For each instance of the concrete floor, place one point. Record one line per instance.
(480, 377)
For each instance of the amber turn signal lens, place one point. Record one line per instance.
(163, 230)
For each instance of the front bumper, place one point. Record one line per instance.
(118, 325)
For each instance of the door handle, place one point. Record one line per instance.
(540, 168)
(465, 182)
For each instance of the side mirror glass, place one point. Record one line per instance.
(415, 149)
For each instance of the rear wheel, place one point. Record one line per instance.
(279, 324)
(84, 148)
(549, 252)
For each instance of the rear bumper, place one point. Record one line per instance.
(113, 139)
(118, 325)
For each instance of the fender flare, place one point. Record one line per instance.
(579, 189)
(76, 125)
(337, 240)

* * * * *

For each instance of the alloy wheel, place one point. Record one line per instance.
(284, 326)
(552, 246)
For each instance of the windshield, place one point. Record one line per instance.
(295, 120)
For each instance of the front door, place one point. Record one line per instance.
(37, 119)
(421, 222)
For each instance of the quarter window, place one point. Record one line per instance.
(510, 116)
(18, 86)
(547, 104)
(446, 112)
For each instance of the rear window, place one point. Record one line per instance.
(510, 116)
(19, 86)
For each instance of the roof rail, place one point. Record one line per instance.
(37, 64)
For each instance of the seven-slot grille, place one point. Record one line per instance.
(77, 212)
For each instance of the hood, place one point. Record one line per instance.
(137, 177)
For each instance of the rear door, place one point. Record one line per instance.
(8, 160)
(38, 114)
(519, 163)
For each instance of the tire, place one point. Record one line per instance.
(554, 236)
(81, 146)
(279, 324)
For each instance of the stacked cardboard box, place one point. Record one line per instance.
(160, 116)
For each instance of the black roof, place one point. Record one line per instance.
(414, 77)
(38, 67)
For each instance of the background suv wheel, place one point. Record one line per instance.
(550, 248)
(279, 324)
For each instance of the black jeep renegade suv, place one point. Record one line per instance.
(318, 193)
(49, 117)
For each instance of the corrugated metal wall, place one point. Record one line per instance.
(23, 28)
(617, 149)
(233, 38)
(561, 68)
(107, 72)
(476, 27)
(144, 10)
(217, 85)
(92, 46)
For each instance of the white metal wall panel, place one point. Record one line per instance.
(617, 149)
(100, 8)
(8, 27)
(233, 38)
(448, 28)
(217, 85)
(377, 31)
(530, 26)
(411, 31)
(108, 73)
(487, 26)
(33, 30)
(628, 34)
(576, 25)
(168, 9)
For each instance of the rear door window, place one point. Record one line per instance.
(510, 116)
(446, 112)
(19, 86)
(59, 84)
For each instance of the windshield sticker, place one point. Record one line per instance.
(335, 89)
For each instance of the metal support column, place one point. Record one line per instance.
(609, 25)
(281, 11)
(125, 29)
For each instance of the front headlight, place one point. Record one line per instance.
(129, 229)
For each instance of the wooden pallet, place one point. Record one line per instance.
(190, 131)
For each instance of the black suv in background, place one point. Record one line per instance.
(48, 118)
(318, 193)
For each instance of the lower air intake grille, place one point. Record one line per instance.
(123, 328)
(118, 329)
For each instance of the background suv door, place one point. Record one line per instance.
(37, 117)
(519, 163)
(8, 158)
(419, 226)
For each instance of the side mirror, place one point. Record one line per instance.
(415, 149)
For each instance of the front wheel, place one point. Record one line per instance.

* * * * *

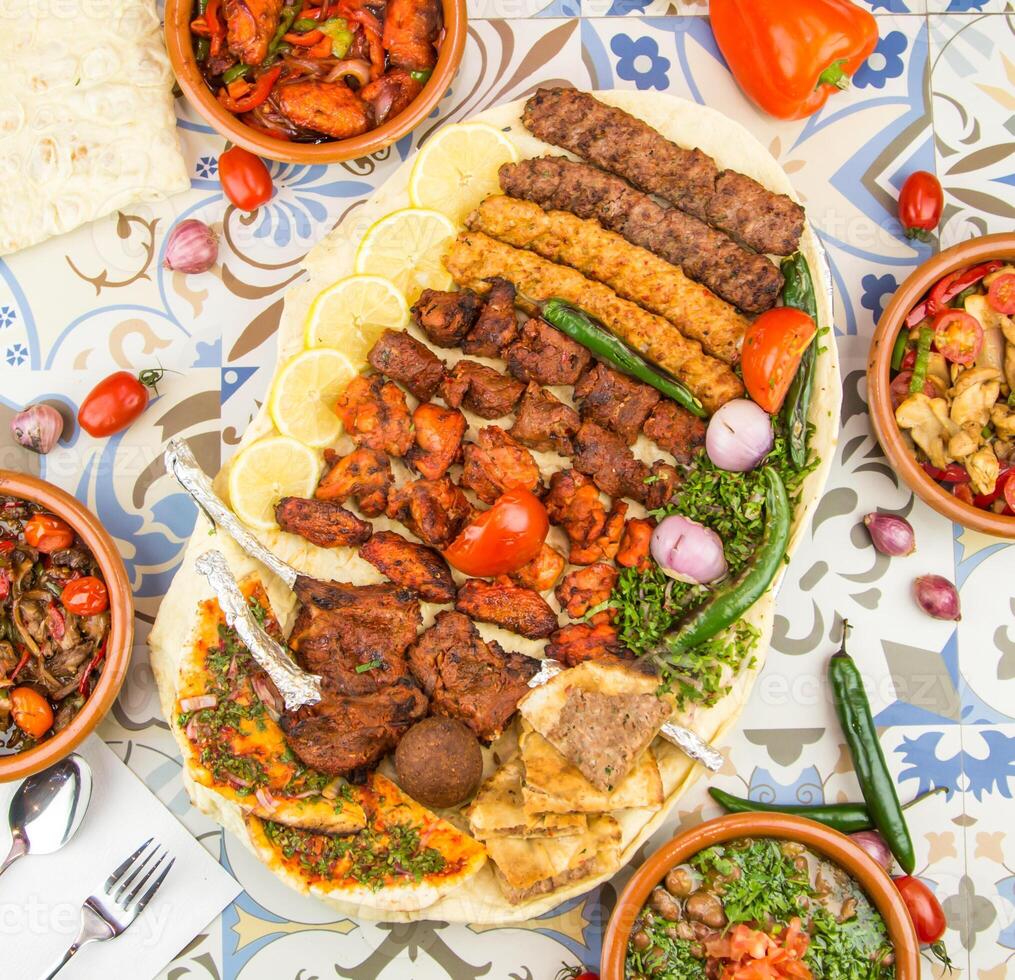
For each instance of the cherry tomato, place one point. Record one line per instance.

* * * * *

▸ WORK INSTRUCTION
What you return must be an exact retyping of the lines above starting at the line with "For each instance of the rear door window, place" and ending at the line with "For each instance of the front wheel, place", and nothing besides.

▸ SOLUTION FOR THIS TASK
For each instance of the rear door window, place one point. Record one line per instance.
(510, 116)
(446, 112)
(19, 86)
(59, 84)
For each instance of the windshield sticker, place one point. Record one line per instance.
(335, 89)
For each instance of the metal support column, place one point. Record one line per instance.
(609, 25)
(281, 11)
(125, 29)
For each instance of the front headlight, place one point. Record one line per instance.
(129, 229)
For each instance of the wooden pallet, place one point. Record one line per instance.
(190, 131)
For each instance of the black suv in background, place one point. Record one line per instance.
(48, 118)
(318, 193)
For each instance of the lower air intake grille, place one point. Record one line per instance.
(123, 328)
(118, 329)
For each instance of the background suv door, place one point. Record one line per instance.
(37, 117)
(519, 163)
(8, 158)
(419, 226)
For each instance of the side mirror, place one point. Record one line per instance.
(415, 149)
For each instance of the front wheel, place one point. Record one line per instance.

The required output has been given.